Work to complete
The expected answer is every line of the material that contains the word "chain".

Supplied data START

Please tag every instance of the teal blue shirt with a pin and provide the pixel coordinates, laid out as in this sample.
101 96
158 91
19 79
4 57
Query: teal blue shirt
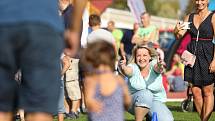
152 82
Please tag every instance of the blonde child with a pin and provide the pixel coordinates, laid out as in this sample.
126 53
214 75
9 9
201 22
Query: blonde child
105 92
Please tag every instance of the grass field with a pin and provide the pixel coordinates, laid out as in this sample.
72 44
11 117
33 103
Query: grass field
173 106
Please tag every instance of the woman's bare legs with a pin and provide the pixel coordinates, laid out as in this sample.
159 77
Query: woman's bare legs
208 103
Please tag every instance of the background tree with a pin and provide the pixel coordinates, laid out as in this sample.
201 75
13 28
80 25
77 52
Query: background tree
163 8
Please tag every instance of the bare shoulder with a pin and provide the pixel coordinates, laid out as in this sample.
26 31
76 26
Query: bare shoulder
186 18
120 80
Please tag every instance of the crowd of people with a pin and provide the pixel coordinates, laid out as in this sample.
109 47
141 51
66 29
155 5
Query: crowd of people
116 71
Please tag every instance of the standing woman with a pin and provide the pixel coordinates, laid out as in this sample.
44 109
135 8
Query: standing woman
201 75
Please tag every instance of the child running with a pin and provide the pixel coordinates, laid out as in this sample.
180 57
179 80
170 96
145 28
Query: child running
105 92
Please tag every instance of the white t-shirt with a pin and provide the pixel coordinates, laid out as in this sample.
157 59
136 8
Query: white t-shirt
100 34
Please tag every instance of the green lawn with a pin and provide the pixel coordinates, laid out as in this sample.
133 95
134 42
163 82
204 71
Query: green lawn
173 106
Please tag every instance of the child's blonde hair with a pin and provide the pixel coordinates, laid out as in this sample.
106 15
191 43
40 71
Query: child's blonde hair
97 53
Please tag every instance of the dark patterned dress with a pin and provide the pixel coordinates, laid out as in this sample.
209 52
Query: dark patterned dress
200 74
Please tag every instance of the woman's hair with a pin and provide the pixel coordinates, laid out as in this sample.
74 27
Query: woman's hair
94 20
97 53
152 52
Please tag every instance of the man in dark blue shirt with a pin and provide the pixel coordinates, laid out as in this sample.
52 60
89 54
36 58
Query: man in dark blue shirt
31 40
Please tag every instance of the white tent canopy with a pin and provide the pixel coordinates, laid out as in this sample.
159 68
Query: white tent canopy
124 19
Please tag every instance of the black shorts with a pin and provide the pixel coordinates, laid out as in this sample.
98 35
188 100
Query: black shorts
35 48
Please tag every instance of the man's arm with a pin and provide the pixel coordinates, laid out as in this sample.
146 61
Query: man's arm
72 35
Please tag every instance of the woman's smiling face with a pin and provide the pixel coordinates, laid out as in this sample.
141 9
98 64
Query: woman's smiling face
142 57
201 4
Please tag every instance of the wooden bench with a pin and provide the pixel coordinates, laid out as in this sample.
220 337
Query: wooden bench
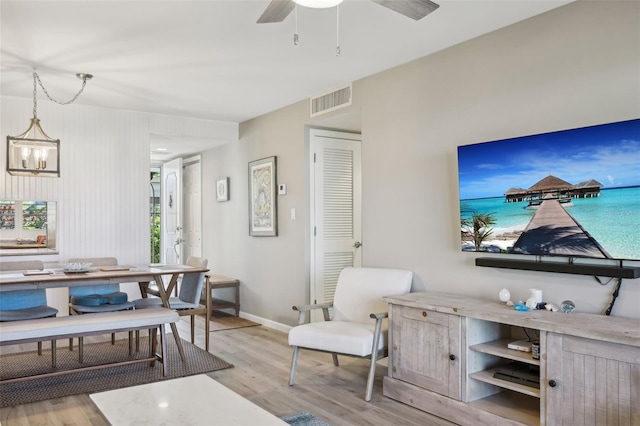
27 331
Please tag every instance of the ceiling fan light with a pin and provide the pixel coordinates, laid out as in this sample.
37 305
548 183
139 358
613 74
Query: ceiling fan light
318 4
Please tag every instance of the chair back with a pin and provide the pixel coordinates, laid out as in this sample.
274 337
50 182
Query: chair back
22 265
96 261
192 283
106 288
22 299
359 292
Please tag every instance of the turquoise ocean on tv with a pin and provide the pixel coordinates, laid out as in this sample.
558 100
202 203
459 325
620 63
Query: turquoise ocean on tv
613 219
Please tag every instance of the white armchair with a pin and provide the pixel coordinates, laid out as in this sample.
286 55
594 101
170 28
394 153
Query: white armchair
352 330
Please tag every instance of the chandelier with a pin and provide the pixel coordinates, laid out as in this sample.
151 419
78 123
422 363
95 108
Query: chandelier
33 152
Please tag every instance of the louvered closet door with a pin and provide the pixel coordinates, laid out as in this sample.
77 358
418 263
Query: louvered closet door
336 233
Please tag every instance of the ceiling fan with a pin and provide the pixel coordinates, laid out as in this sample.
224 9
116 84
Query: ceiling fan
278 10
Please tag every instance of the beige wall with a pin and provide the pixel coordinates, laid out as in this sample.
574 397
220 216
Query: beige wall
576 66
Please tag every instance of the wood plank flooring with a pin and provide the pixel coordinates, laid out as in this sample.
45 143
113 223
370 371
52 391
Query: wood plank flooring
261 357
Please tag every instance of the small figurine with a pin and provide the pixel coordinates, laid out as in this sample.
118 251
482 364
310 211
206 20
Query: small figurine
504 295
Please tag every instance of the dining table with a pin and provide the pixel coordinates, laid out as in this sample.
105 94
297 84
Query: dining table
166 278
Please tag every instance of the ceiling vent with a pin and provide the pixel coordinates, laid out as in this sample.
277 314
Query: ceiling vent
330 101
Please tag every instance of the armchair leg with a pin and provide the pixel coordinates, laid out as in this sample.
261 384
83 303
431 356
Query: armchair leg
193 329
294 364
372 376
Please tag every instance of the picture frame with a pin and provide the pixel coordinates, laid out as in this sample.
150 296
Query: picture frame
263 205
222 189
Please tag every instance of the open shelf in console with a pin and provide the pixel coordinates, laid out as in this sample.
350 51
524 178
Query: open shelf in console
499 348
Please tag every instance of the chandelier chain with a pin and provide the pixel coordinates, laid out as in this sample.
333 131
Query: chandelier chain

Supplied data END

Task answer
Please tag every instance of the chandelier chain with a pin and provide the pixel coordinates, laid out as in this sample.
Query: chandelier chain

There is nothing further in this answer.